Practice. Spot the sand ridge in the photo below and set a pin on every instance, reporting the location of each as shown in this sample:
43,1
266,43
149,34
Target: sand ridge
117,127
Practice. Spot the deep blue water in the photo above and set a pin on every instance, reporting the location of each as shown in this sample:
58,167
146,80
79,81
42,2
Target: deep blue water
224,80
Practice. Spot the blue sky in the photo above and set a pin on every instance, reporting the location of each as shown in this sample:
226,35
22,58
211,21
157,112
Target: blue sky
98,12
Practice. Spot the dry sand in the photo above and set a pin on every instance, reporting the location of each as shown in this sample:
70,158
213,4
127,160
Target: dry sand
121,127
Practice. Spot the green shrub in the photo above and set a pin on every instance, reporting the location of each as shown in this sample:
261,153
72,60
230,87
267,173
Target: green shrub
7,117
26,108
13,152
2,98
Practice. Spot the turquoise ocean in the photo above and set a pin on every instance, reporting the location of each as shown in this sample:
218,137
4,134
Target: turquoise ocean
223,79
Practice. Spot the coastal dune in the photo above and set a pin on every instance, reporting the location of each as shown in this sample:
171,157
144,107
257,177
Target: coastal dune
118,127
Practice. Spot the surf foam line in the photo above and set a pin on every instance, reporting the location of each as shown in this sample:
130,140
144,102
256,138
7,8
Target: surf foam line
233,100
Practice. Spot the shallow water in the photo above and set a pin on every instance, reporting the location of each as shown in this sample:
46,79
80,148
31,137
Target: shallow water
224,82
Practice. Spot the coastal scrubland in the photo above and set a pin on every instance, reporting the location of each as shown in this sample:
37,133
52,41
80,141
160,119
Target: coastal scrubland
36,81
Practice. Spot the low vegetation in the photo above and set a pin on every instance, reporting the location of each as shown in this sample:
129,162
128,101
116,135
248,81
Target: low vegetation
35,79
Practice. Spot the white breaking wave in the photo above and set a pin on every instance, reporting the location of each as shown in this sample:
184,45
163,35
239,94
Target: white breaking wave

## Set task
Copy each record from above without leaving any out.

## Task result
Practice. Spot the sand ridge in the photo below and set a pin on every instance, reporting the location of each as shown in this sample:
43,1
266,43
149,34
Target: sand ridge
117,127
Practice. Spot the deep blue water in the photo above and set a pin on every instance, reporting the location of each as shown in this sample:
58,167
146,80
79,81
42,2
Target: deep blue water
224,80
Practice. Spot the blue sky in the photo above and set a pin on every instance, reporting the location of each as shown in this sample:
226,35
22,58
211,21
157,112
Target: blue sky
98,12
Practice. Spot the dry sand in the photo above and set a pin on every instance, reporting the location of each as shown in this sample:
70,158
213,4
127,160
Target: dry sand
121,127
Practice. Spot the green shrub in the photo above and set a pin on every instance, reporting the location of each as shown in this sample:
261,153
72,60
230,87
267,173
Target: green shrub
7,117
26,108
13,152
2,98
Practice. Spot the turquoise ocean in the photo above and set a pin on every instance, reporting the location of each as shown in this sample:
218,137
4,134
Target: turquoise ocean
223,79
Practice. Spot the coastal dune in the photo above and set a pin on every instance, reporting the location of each as shown in this sample:
171,157
144,107
257,177
Target: coastal dune
118,127
Practice. Spot the surf foam line in the photo above and set a pin on every instance, reporting the location of each as shown in this sample:
130,140
144,102
256,138
7,8
Target: surf foam line
233,100
Practice. Spot the shallow water in the photo above and set a pin on every instance, reporting the location of each as shown in this sample:
46,79
80,148
31,137
Target: shallow water
224,82
Practice. Spot the coastal scrubland in the photo above and set a pin on every instance, reporting the location of each as shown in this sample:
37,133
52,41
80,141
160,119
Target: coastal scrubland
36,81
Practice. Spot the low vegetation in the photo above and set a pin on every instance, reporting the location of each as shown in this sample:
129,162
128,101
116,135
248,81
Target: low vegetation
35,79
Practice. Spot the white breaking wave in the photo above and set a pin on every instance, reporting the location of each as shown in this sample:
184,45
163,35
239,94
Target: white breaking wave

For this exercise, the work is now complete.